▸ Your goal
Copy each of the following rows word for word, keeping every line in its original order.

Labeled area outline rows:

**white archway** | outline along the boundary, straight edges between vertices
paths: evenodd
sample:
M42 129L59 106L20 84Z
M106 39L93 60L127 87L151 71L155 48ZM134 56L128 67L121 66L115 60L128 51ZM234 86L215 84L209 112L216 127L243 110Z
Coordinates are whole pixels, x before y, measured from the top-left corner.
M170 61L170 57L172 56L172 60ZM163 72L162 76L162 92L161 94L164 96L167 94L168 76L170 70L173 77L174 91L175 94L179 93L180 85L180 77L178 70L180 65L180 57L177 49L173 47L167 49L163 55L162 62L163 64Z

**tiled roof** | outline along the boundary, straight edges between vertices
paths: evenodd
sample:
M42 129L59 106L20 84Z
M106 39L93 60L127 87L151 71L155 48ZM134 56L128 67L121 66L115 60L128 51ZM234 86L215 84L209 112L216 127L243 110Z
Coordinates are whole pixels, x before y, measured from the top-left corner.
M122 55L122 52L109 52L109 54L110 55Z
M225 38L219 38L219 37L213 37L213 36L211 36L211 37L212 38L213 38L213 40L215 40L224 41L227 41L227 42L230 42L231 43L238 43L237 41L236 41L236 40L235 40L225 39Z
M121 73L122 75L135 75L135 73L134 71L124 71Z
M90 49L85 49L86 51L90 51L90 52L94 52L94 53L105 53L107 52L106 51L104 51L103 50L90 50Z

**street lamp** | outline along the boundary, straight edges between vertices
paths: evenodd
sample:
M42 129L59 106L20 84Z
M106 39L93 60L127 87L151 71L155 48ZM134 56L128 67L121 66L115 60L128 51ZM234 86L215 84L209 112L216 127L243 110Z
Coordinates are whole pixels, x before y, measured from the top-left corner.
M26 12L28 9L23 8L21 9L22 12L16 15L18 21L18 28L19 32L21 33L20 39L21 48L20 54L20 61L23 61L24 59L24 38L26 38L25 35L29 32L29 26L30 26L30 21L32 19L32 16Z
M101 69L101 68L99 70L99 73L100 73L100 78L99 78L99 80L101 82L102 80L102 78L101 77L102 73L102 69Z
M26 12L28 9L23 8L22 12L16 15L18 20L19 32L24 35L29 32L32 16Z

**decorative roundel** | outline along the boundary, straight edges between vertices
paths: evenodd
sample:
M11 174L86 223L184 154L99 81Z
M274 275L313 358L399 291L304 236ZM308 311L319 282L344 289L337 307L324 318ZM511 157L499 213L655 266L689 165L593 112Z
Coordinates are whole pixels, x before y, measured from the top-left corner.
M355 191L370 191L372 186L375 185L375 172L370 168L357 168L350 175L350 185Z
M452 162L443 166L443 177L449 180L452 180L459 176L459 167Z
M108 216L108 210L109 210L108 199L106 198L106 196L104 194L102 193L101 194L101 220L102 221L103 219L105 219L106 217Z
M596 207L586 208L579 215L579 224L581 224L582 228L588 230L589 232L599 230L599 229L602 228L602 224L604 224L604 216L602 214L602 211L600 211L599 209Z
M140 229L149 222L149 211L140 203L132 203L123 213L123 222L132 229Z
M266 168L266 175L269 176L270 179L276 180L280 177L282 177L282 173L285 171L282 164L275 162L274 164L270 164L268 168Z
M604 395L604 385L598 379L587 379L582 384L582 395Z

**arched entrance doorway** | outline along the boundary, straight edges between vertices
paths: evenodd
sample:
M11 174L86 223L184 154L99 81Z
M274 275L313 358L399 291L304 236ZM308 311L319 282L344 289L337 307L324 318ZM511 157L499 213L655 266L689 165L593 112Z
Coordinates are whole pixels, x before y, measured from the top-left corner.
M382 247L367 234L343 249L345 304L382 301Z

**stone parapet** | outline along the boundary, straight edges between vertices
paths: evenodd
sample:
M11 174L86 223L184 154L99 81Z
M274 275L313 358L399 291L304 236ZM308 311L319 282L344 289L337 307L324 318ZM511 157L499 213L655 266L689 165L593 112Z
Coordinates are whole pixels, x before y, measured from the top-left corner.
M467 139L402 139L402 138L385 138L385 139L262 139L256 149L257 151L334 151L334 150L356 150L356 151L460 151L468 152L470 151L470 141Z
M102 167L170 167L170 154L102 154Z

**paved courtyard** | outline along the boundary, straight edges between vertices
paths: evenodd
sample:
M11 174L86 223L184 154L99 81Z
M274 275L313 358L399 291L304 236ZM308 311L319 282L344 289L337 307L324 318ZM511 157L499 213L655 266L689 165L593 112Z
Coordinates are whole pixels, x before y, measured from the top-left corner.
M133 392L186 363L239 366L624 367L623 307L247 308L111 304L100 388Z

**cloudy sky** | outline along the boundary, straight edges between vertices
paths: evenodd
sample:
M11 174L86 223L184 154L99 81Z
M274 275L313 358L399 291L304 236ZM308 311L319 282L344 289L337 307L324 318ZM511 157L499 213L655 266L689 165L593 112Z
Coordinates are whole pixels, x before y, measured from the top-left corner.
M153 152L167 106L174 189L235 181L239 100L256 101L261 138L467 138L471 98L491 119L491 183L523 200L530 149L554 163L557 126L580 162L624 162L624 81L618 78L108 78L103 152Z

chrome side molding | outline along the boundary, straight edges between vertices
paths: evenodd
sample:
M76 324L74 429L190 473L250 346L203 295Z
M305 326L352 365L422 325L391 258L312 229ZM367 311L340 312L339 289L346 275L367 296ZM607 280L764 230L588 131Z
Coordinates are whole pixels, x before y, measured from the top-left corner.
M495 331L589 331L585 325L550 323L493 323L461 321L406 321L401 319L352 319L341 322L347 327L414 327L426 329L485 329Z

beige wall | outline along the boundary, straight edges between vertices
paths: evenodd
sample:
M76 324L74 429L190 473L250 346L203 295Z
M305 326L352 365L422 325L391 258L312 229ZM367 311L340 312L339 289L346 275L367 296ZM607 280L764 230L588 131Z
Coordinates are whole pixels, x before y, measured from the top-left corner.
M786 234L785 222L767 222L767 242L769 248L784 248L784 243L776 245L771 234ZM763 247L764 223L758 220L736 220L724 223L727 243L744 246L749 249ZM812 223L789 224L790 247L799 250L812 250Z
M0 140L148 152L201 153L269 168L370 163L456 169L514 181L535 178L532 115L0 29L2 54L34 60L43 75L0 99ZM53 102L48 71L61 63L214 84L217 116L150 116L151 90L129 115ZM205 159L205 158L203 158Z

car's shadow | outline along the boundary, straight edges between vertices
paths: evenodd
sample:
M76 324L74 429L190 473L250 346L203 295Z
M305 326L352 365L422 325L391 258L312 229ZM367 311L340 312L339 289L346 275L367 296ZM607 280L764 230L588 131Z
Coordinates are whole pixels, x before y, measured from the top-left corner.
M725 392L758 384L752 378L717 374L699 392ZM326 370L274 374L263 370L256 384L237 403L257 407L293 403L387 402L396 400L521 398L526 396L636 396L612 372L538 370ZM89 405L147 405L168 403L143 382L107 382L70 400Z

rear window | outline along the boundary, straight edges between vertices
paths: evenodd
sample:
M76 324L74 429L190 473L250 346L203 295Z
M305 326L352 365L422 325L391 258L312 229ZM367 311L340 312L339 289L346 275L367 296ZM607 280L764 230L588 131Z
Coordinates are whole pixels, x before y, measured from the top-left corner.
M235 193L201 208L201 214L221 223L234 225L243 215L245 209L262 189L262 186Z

▸ Written reply
**white archway** | outline along the boundary, straight edges between vertices
paths: evenodd
sample:
M42 129L59 106L20 84Z
M106 39L93 60L127 87L151 71L155 48ZM134 56L128 67L121 66L115 60L128 51ZM234 86L215 84L209 112L216 127L243 110Z
Coordinates are whole pixels, x before y, measured from the top-left corner.
M170 61L170 57L172 56L172 60ZM163 72L162 76L162 92L161 94L164 96L167 94L168 76L170 70L173 77L174 91L175 94L179 93L180 85L180 77L178 70L180 65L180 57L177 49L173 47L167 49L163 55L162 62L163 64Z

**tiled roof** | outline along the boundary, straight edges between vertices
paths: evenodd
sample:
M42 129L59 106L20 84Z
M106 39L93 60L127 87L151 71L155 48ZM134 56L128 67L121 66L115 60L128 51ZM234 86L215 84L209 112L216 127L243 110Z
Coordinates are whole pixels, x before y, measured from the top-left corner.
M122 55L122 52L109 52L109 54L110 55Z
M225 38L219 38L219 37L213 37L213 36L211 36L211 37L212 38L213 38L213 40L215 40L224 41L227 41L227 42L230 42L231 43L238 43L237 41L236 41L236 40L235 40L225 39Z
M121 73L122 75L135 75L135 73L134 71L124 71Z
M90 49L85 49L86 51L90 51L90 52L94 52L94 53L105 53L107 52L106 51L104 51L103 50L90 50Z

**street lamp** | outline along the boundary, straight edges between vertices
paths: evenodd
sample:
M42 129L59 106L20 84Z
M106 39L93 60L127 87L151 71L155 48ZM134 56L128 67L121 66L115 60L128 51ZM234 86L215 84L209 112L216 127L243 110Z
Coordinates are whole pixels, x before y, measured from the top-left corner.
M26 12L28 9L23 8L21 9L22 12L16 15L18 21L18 28L19 32L21 33L20 39L21 48L20 54L20 61L23 61L24 59L24 38L26 38L25 35L29 32L29 26L30 26L30 21L32 19L32 16Z
M101 69L101 68L99 70L99 73L100 73L100 78L99 78L99 80L101 82L102 80L102 78L101 77L102 73L102 69Z
M26 12L28 9L23 8L22 12L16 15L18 20L19 32L24 35L29 32L32 16Z

**decorative roundel** | outline along the boundary, straight edges between vertices
paths: evenodd
sample:
M11 174L86 223L184 154L99 81Z
M274 275L313 358L399 291L304 236ZM308 311L319 282L344 289L337 307L324 318ZM511 157L499 213L655 266L689 165L593 112Z
Coordinates are whole pixels, x before y, measured from the top-left corner.
M355 191L370 191L372 186L375 185L375 172L370 168L357 168L350 175L350 185Z
M452 162L443 166L443 177L449 180L452 180L459 176L459 167Z
M108 216L108 210L109 210L108 199L106 198L106 196L104 194L102 193L101 194L101 220L102 221L103 219L105 219L106 217Z
M596 207L586 208L579 215L579 224L581 224L582 228L588 230L589 232L599 230L599 229L602 228L602 224L604 224L604 216L602 214L602 211L600 211L599 209Z
M140 229L149 222L149 211L140 203L132 203L123 213L123 222L132 229Z
M266 168L266 175L269 176L270 179L276 180L280 177L282 177L282 173L285 171L282 164L275 162L274 164L270 164L268 168Z
M604 395L604 385L598 379L587 379L582 384L582 395Z

**arched entrance doorway** | outline along the boundary, straight edges between vertices
paths: evenodd
sample:
M11 174L86 223L184 154L99 81Z
M274 275L313 358L399 291L304 236ZM308 311L319 282L344 289L337 307L324 318ZM511 157L499 213L655 266L689 165L593 112Z
Coordinates are whole pixels, x before y, measured from the top-left corner.
M382 247L367 234L343 249L345 304L382 301Z

**stone parapet** | outline along the boundary, straight edges between vertices
paths: evenodd
sample:
M11 174L86 223L184 154L99 81Z
M274 275L313 358L399 291L304 236ZM308 311L319 282L344 289L337 307L324 318ZM511 157L499 213L655 266L689 165L593 112Z
Coordinates are whole pixels, x before y, measured from the top-left corner.
M467 139L402 139L402 138L385 138L385 139L262 139L256 149L257 151L334 151L334 150L356 150L356 151L460 151L468 152L470 151L470 141Z
M102 167L170 167L170 154L102 154Z

**paved courtyard** | outline along the boundary, straight edges between vertices
paths: evenodd
sample:
M11 174L86 223L184 154L99 81Z
M274 275L313 358L399 291L304 236ZM308 311L319 282L344 289L337 307L324 318ZM511 157L499 213L655 266L689 165L593 112Z
Coordinates are whole pixels, x before y, measured from the top-left corner.
M133 392L186 363L239 366L624 367L623 307L247 308L111 304L100 388Z

**cloudy sky** | outline along the boundary, straight edges between vertices
paths: evenodd
sample:
M11 174L86 223L184 154L99 81Z
M274 275L313 358L399 291L304 236ZM308 311L319 282L344 289L337 307L324 318ZM511 157L499 213L655 266L689 165L593 112Z
Coordinates are whole pixels, x before y, measured from the top-left corner.
M153 152L167 106L174 189L235 181L239 100L256 101L261 138L467 138L471 98L491 119L491 183L523 200L530 149L554 163L557 126L580 162L624 162L624 81L618 78L108 78L103 152Z

chrome side molding | outline along the boundary, straight edges between vertices
paths: evenodd
sample:
M76 324L74 429L190 473L250 346L203 295Z
M305 326L352 365L422 325L391 258L312 229ZM367 311L340 312L339 289L346 275L367 296ZM607 280L764 230L588 131Z
Coordinates are whole pixels, x before y, measured from the top-left corner.
M495 331L589 331L585 325L550 323L493 323L461 321L406 321L401 319L352 319L341 322L347 327L414 327L426 329L485 329Z

beige wall | outline along the boundary, straight edges between vertices
paths: evenodd
sample:
M76 324L74 429L190 473L250 346L203 295Z
M305 326L352 365L422 325L391 258L312 229ZM367 311L340 312L339 289L346 275L367 296ZM607 280L764 230L588 131Z
Coordinates are whole pixels, x before y, measured from the top-left corner.
M786 234L785 222L767 222L767 242L769 248L784 248L784 243L776 245L771 234ZM763 247L764 223L758 220L736 220L724 223L727 243L744 246L749 249ZM812 223L789 224L790 247L799 250L812 250Z
M0 140L148 152L201 153L269 168L370 163L456 169L514 181L535 178L532 115L0 29L2 54L34 60L43 75L0 99ZM53 102L48 71L61 63L214 84L217 116L150 116L151 90L129 115ZM205 159L205 158L203 158Z

car's shadow | outline along the boundary, straight edges between vertices
paths: evenodd
sample:
M76 324L74 429L190 473L250 346L203 295Z
M305 326L352 365L422 325L391 258L312 229ZM367 311L340 312L339 289L346 275L367 296ZM607 280L764 230L588 131Z
Coordinates are whole pixels, x before y, measured from the top-left corner.
M725 392L758 384L752 378L717 374L699 392ZM326 370L274 374L263 370L256 384L237 403L257 407L293 403L387 402L396 400L521 398L526 396L636 396L612 372L538 370ZM89 405L147 405L168 403L143 382L107 382L70 400Z

rear window | outline along the boundary, straight edges between vertices
paths: evenodd
sample:
M76 324L74 429L190 473L250 346L203 295Z
M305 326L352 365L422 325L391 258L312 229ZM367 311L340 312L339 289L346 275L367 296ZM607 280L764 230L588 131Z
Coordinates are whole pixels, x before y, measured from the top-left corner.
M235 193L201 208L201 214L221 223L234 225L243 215L245 209L262 189L262 186Z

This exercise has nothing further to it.